# [Task statement]
Transcribe the lines below, from the line containing "Objective — a point for each instance of the winding" through the final line, inclusive, reproducing each one character for character.

# [Data]
§ §

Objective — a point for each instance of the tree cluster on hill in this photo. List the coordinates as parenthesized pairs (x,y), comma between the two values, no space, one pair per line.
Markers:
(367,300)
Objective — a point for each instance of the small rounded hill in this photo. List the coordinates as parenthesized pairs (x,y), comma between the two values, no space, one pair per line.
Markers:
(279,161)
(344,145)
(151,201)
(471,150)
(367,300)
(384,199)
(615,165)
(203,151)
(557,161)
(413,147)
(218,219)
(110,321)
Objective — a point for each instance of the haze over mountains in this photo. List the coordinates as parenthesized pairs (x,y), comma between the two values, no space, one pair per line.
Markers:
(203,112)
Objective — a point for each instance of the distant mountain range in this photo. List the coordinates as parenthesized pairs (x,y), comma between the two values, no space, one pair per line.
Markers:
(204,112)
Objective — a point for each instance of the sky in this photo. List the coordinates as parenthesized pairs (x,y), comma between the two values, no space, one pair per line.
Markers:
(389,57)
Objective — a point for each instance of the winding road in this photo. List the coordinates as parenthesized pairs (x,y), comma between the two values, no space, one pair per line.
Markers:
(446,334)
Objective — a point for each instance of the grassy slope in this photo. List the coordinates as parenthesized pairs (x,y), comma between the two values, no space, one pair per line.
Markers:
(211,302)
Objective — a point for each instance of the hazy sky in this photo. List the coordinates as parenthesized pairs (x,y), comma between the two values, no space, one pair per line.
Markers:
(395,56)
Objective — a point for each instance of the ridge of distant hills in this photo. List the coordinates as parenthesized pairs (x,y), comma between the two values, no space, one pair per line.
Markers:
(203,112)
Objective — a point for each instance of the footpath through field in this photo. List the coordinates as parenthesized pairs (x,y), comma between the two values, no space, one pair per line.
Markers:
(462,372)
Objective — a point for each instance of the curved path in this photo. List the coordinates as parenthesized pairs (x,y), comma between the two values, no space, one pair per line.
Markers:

§ §

# [Answer in full]
Objective — a point for each instance of the winding road in this photo. List the coordinates as parenthesized pairs (x,y), comma between the two values, no space, one pair per line.
Markers:
(446,334)
Objective — a point for each instance of the grassy slope in this photo. List the coordinates as parenthesized pairs (x,y), comma between the two values, no space, one pair per line.
Markers:
(211,302)
Objective — a point for each instance of the hazy sky in this photo. List the coordinates as parenthesized pairs (x,y), comma between the two values, no space, one pair per line.
Markers:
(395,56)
Objective — a point for each instance of the ridge of distant hills in this photo. List the coordinates as parenthesized pairs (x,y), comma between the two values, no space, one pair per line.
Markers:
(203,112)
Objective — a point for each instance of the footpath through field in this photo. List the coordinates as parenthesized pairs (x,y), comma between the two values, no space, one pair per line.
Markers:
(462,372)
Objective — a point for each instance of the curved path in this photo. List the coordinates as parenthesized pairs (x,y), comma between the two values, no space, one pair per line.
Markers:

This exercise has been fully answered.